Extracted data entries
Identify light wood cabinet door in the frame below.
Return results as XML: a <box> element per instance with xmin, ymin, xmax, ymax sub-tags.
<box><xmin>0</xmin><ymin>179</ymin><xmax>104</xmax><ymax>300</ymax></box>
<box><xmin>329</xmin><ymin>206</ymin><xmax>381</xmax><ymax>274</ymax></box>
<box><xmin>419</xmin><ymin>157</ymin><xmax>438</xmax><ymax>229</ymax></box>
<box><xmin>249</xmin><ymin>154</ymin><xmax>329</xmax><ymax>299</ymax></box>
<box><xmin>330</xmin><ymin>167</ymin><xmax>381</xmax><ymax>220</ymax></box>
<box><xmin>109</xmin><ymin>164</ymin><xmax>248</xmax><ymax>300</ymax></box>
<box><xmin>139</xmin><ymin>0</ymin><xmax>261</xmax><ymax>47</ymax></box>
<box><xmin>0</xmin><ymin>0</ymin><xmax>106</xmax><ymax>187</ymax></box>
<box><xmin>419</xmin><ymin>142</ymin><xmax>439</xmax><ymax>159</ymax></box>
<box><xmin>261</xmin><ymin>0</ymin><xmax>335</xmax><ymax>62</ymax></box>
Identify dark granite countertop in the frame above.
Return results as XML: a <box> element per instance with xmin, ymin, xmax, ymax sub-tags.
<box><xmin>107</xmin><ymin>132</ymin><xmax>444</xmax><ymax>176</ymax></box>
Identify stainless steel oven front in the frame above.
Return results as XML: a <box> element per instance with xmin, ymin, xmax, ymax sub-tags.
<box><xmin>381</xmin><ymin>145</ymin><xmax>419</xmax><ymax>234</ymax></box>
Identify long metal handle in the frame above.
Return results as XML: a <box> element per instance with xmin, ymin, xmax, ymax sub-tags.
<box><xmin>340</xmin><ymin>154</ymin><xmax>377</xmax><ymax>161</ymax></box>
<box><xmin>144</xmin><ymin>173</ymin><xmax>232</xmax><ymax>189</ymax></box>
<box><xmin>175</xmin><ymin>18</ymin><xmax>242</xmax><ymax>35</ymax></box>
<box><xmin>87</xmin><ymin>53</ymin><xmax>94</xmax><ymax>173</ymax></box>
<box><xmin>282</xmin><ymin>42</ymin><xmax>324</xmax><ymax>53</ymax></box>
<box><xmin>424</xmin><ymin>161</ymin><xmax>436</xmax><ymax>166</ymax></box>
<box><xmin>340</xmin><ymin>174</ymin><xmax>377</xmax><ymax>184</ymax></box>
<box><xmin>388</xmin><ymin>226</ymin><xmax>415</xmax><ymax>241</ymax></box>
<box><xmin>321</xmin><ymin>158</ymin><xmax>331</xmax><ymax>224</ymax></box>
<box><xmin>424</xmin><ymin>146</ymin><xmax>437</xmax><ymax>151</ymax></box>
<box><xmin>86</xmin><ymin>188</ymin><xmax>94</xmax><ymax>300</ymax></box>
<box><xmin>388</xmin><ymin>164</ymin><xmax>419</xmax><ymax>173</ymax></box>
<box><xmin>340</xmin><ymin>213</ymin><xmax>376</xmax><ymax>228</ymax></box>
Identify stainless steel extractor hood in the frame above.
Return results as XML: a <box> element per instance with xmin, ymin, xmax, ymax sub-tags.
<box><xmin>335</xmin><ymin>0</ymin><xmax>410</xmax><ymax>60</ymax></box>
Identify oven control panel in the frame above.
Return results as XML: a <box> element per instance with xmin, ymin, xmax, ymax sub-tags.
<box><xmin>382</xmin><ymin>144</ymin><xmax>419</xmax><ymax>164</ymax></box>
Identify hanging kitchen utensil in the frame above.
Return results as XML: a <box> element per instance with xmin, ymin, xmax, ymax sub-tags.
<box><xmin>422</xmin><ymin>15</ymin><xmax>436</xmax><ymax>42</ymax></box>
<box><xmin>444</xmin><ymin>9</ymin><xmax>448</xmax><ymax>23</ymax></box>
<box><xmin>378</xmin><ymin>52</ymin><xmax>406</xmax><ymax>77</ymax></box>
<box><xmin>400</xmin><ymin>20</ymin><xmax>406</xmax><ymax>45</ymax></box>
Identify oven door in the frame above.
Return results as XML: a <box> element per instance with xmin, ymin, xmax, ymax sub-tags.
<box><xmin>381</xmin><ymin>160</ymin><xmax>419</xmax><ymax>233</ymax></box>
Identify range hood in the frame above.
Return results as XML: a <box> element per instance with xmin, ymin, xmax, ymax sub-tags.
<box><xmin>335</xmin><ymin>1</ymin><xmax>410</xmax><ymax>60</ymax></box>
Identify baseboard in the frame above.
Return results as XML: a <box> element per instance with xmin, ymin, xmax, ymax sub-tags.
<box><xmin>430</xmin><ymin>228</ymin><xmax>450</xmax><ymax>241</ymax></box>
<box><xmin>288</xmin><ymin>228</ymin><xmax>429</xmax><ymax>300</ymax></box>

*Exercise directions*
Write out exactly the lines above between the line with "Identify hanging kitchen" and the line with "Identify baseboard in the frame above.", inclusive, and nothing beyond them.

*Solved problem*
Identify hanging kitchen utensil in the frame above.
Return results as XML: a <box> element per instance with xmin, ymin, xmax, ymax sub-tags.
<box><xmin>422</xmin><ymin>15</ymin><xmax>436</xmax><ymax>42</ymax></box>
<box><xmin>444</xmin><ymin>9</ymin><xmax>448</xmax><ymax>23</ymax></box>
<box><xmin>378</xmin><ymin>52</ymin><xmax>406</xmax><ymax>77</ymax></box>
<box><xmin>400</xmin><ymin>20</ymin><xmax>406</xmax><ymax>45</ymax></box>
Identify oven door in the frame above.
Return results as XML: a <box> element per instance with xmin, ymin, xmax, ymax sub-tags.
<box><xmin>381</xmin><ymin>160</ymin><xmax>419</xmax><ymax>233</ymax></box>
Identify range hood in the frame above.
Return results as XML: a <box> element per instance with xmin, ymin, xmax, ymax sub-tags.
<box><xmin>335</xmin><ymin>1</ymin><xmax>410</xmax><ymax>60</ymax></box>
Identify baseboard in the frame above.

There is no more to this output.